═══ Dataset entries

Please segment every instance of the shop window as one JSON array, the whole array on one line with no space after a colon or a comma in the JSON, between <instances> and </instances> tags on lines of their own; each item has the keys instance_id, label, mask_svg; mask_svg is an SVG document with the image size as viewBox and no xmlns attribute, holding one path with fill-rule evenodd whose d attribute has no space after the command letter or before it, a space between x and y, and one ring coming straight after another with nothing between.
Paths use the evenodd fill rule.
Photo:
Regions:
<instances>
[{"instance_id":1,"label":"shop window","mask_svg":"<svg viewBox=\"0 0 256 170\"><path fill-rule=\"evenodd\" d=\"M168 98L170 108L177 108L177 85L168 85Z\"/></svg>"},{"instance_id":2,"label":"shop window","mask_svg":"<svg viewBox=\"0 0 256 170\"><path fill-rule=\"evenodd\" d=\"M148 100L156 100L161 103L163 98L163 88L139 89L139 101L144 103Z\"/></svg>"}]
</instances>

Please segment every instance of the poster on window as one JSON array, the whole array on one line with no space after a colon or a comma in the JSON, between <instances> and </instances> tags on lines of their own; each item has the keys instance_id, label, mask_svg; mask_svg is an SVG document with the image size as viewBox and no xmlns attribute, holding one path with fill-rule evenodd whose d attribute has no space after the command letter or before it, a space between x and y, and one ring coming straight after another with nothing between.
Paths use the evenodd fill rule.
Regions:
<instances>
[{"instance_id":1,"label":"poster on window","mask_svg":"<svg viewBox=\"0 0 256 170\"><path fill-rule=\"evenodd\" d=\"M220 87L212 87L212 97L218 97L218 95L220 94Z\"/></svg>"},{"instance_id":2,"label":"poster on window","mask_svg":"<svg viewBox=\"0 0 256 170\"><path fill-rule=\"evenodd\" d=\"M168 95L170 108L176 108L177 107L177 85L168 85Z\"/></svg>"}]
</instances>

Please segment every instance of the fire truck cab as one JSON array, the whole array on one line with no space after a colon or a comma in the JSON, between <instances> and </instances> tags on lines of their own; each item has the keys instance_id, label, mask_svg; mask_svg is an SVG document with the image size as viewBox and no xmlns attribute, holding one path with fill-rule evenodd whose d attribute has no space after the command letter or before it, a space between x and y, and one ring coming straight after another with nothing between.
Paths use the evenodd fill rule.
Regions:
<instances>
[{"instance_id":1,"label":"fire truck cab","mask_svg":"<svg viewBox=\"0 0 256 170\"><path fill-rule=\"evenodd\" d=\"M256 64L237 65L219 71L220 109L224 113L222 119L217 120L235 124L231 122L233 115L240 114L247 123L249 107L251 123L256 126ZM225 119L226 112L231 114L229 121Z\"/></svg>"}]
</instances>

══════

* Exercise description
Which lines of the listing contain the string "poster"? Pull out each of those lines.

* Answer for the task
Please segment every instance of the poster on window as one JSON array, the whole array on one line with no space after a colon or a comma in the JSON, between <instances> and </instances> tags on lines of their own; each item has the keys instance_id, label, mask_svg; mask_svg is an SVG document with the image size as viewBox and no xmlns attribute, holding one path with fill-rule evenodd whose d attribute has no space after the command letter or before it, a space between x and y, and one ring coming straight after another with nothing between.
[{"instance_id":1,"label":"poster on window","mask_svg":"<svg viewBox=\"0 0 256 170\"><path fill-rule=\"evenodd\" d=\"M220 87L212 87L212 97L218 97L218 95L220 94Z\"/></svg>"},{"instance_id":2,"label":"poster on window","mask_svg":"<svg viewBox=\"0 0 256 170\"><path fill-rule=\"evenodd\" d=\"M168 95L170 108L176 108L177 107L177 85L168 85Z\"/></svg>"}]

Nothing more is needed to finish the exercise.